What to produce: Please rewrite the material below, swapping each "design team" for "layout team" and leaving everything else the same.

[Saved dataset items]
══════════════════════════════

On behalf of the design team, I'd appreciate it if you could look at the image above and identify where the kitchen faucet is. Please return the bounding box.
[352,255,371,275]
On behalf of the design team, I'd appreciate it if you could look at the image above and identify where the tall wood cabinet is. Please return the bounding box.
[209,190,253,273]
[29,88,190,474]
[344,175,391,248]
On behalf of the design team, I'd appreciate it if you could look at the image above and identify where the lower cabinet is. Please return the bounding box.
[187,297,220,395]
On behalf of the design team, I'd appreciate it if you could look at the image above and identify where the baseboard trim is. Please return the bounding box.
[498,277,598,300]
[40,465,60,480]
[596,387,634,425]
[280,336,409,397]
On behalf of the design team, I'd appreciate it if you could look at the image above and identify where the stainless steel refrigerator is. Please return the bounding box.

══════════════════════════════

Output of the task:
On behalf of the layout team, I'd appreciate it if you could look at the image above and identify where the kitchen faucet is. Please return the bounding box.
[352,255,371,275]
On behalf of the layout team, I'd appreciate it if you could look at the image above and identify where the tall wood cabinet is. Please return the bounding box.
[209,190,253,273]
[29,88,190,474]
[344,175,391,248]
On behalf of the layout team, I'd appreciate it if you could look at the image above and identify where the lower cabinet is. Please return the bounding box.
[187,297,220,395]
On behalf of the layout team, I'd appreciate it if you could look at the image above and identify where the baseboard trim is. Please return the bounding box.
[498,277,598,300]
[40,465,60,480]
[596,387,634,425]
[280,336,409,397]
On behalf of the layout team, I'd appreciate it if you could look at the image above and identify where the stainless steel refrigerator is. Please return the bounding box.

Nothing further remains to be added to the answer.